══ RECORDS FOR THIS TASK

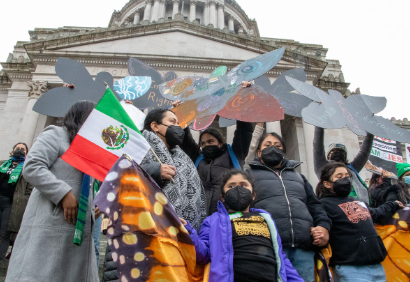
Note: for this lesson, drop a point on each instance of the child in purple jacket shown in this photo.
(242, 244)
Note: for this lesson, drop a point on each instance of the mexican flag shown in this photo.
(105, 136)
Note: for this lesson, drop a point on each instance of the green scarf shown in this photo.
(15, 174)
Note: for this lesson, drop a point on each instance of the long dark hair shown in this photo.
(157, 116)
(214, 132)
(326, 175)
(228, 174)
(76, 116)
(274, 135)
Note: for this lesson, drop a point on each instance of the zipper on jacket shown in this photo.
(290, 211)
(287, 199)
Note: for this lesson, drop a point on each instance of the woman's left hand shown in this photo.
(320, 236)
(246, 84)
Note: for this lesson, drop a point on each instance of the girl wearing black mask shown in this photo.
(14, 194)
(213, 157)
(241, 243)
(175, 173)
(287, 195)
(357, 249)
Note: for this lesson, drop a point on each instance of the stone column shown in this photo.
(206, 14)
(175, 9)
(137, 17)
(221, 16)
(28, 126)
(231, 25)
(147, 11)
(212, 13)
(162, 8)
(274, 127)
(155, 12)
(192, 12)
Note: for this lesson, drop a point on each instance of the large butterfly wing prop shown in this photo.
(132, 87)
(253, 104)
(292, 103)
(253, 68)
(153, 98)
(58, 101)
(224, 87)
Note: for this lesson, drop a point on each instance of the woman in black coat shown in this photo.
(287, 195)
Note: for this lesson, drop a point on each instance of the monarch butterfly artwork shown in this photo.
(147, 238)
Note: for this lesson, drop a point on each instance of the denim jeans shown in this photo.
(96, 238)
(303, 261)
(5, 210)
(364, 273)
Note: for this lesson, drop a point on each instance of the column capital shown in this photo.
(37, 88)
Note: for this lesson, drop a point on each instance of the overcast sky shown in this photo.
(369, 37)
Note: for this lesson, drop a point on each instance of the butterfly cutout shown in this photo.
(357, 112)
(211, 97)
(57, 101)
(132, 87)
(153, 99)
(292, 103)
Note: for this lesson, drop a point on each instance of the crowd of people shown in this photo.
(249, 212)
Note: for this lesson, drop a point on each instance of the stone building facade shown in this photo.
(190, 37)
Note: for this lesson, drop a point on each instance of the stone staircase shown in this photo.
(103, 244)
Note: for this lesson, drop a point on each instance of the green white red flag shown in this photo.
(106, 135)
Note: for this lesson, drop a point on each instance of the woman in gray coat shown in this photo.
(44, 249)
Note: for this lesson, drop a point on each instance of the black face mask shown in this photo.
(238, 198)
(272, 156)
(342, 187)
(174, 135)
(19, 154)
(338, 156)
(211, 152)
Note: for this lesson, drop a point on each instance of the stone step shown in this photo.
(103, 245)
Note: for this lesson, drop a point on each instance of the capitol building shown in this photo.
(191, 37)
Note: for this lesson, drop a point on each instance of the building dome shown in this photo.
(222, 14)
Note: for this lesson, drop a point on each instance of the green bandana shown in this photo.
(15, 174)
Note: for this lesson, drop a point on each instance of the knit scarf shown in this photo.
(15, 174)
(82, 210)
(187, 194)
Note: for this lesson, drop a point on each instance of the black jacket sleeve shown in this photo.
(319, 156)
(315, 207)
(154, 170)
(242, 139)
(189, 146)
(377, 194)
(361, 159)
(384, 212)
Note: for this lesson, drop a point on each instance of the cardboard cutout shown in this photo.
(292, 103)
(210, 98)
(153, 99)
(253, 104)
(358, 113)
(58, 101)
(132, 87)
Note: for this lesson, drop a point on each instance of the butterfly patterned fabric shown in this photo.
(396, 238)
(148, 241)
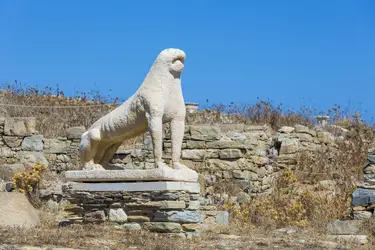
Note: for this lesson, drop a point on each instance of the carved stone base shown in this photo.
(157, 174)
(162, 207)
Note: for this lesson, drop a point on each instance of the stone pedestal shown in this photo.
(157, 206)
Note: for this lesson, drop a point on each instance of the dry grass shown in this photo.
(298, 199)
(56, 112)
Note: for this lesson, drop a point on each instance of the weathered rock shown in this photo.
(236, 136)
(55, 146)
(191, 227)
(16, 211)
(345, 227)
(131, 226)
(19, 126)
(94, 217)
(229, 127)
(195, 144)
(12, 168)
(325, 137)
(230, 154)
(178, 216)
(165, 196)
(75, 132)
(304, 129)
(199, 154)
(6, 152)
(162, 227)
(286, 130)
(138, 218)
(33, 143)
(362, 215)
(222, 144)
(205, 132)
(12, 141)
(28, 159)
(117, 215)
(193, 205)
(289, 146)
(356, 239)
(363, 196)
(222, 218)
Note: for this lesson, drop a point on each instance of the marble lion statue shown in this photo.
(158, 100)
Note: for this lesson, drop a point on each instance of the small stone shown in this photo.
(362, 215)
(178, 216)
(33, 143)
(357, 239)
(230, 153)
(261, 172)
(75, 132)
(12, 141)
(131, 226)
(6, 152)
(359, 208)
(205, 132)
(94, 217)
(194, 197)
(19, 126)
(116, 205)
(191, 227)
(344, 227)
(286, 129)
(138, 218)
(363, 197)
(222, 218)
(172, 205)
(74, 209)
(195, 144)
(162, 227)
(117, 215)
(55, 146)
(193, 205)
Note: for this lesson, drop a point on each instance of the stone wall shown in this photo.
(228, 156)
(21, 146)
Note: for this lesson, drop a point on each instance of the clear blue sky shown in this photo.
(314, 53)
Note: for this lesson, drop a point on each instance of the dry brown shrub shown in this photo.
(297, 199)
(54, 111)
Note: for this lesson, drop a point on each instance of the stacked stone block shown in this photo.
(166, 211)
(363, 198)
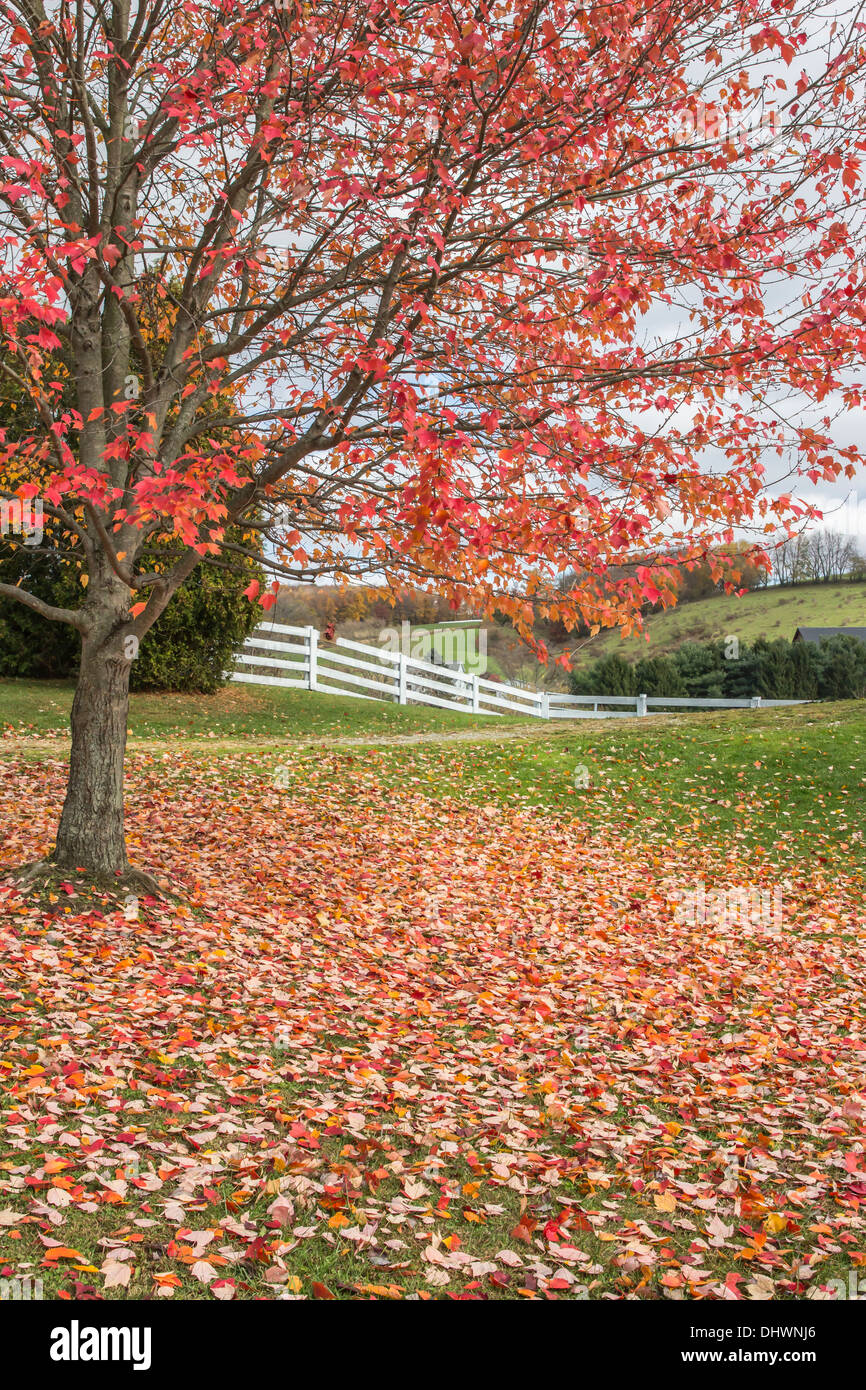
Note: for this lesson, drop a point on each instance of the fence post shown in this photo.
(312, 653)
(402, 679)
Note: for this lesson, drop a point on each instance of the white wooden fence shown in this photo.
(296, 658)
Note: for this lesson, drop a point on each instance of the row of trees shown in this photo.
(822, 556)
(836, 669)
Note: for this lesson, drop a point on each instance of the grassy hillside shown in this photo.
(770, 613)
(234, 712)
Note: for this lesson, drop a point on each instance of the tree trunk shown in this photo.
(91, 831)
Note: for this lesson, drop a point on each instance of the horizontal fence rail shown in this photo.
(296, 658)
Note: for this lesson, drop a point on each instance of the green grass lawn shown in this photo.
(770, 613)
(787, 781)
(234, 712)
(786, 786)
(790, 781)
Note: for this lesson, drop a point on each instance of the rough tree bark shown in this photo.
(91, 831)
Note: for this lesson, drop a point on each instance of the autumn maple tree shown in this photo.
(489, 291)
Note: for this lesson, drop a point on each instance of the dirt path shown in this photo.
(14, 744)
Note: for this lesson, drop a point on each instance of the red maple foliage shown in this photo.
(460, 293)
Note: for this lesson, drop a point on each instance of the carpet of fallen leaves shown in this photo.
(391, 1047)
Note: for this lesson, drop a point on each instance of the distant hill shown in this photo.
(774, 612)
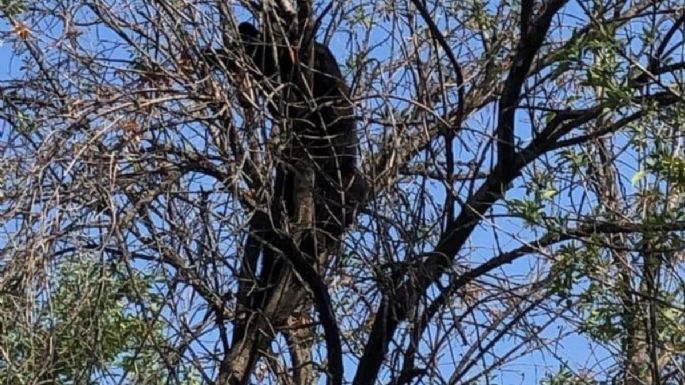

════

GIVEN REQUEST
Rewrite the items from the line that has "hill shown in this photo." through the end of the items, with "distant" changed to "faraway" and nothing else altered. Leave out the pictures.

COMPLETED EXERCISE
Note: for this lesson, drop a point on each instance of the faraway hill shown in this photo.
(774, 612)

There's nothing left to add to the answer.